>> Begin Listed entries

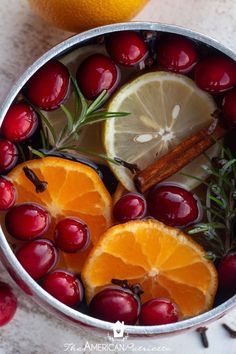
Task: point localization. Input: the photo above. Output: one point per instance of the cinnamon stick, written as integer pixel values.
(178, 157)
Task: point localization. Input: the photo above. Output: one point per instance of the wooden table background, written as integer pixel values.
(24, 37)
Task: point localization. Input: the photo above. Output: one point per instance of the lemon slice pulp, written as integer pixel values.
(165, 108)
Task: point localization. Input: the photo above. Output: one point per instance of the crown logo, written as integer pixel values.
(118, 329)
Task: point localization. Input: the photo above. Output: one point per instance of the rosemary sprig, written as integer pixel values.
(217, 232)
(84, 114)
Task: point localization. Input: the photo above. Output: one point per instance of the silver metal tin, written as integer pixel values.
(15, 269)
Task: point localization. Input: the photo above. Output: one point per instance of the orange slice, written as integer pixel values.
(73, 189)
(165, 261)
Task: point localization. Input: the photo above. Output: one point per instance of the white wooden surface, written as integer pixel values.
(23, 37)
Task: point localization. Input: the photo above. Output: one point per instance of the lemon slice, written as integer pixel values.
(165, 108)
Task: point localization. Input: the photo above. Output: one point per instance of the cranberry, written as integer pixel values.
(19, 123)
(127, 47)
(7, 194)
(8, 304)
(71, 235)
(64, 286)
(114, 305)
(227, 272)
(229, 106)
(131, 206)
(173, 205)
(27, 221)
(176, 53)
(215, 74)
(38, 257)
(49, 86)
(8, 155)
(157, 312)
(95, 74)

>> End Listed entries

• _Directive_
Write out the listing above again with each "integer" swapped for "whole-number" and everything else unchanged, leaving out the pictures.

• _Response below_
Task: point localization. Input: the photo above. Output: one point per instance of the cinnamon stick, written as whole-number pixel values.
(178, 157)
Task: point localization. Input: the photo above. Output: one point per instance of the wooden table background, written as whole-number pixel values.
(24, 37)
Task: point localization. Input: the photo above. Output: one point per instance of the lemon slice pulp, written as whole-number pixel values.
(165, 108)
Task: point localization. Input: the photo above. Output: one point per instance of the crown logo, written as whole-number pixel values.
(118, 329)
Task: point localization. Input: the photo above. Output: one point per instance of the rosemary sprig, written as whole-number pixel values.
(217, 232)
(84, 114)
Task: point localization. Input: the photo above. Output: one point per instance of the silver metal tin, written as whole-number pixel values.
(15, 269)
Task: point localization. Input: the photo above. Output: one point per instance of the orange slice, written as whole-number pixel values.
(73, 189)
(165, 261)
Task: point localization. Input: the photo above. Output: one point per instance of the white wooden surface, written as whole-number pixel values.
(23, 37)
Task: point localization. Input: the photo above. Output: one point per instance of the lemon slice, written as whole-number pixel values.
(165, 108)
Task: point localization. Input: the photo above. Output: one point per instance of the cranberry, written as whole-number pixel values.
(19, 123)
(127, 47)
(7, 194)
(8, 304)
(71, 235)
(64, 286)
(114, 305)
(227, 272)
(229, 106)
(131, 206)
(173, 205)
(27, 221)
(176, 53)
(215, 74)
(38, 257)
(49, 86)
(8, 155)
(157, 312)
(95, 74)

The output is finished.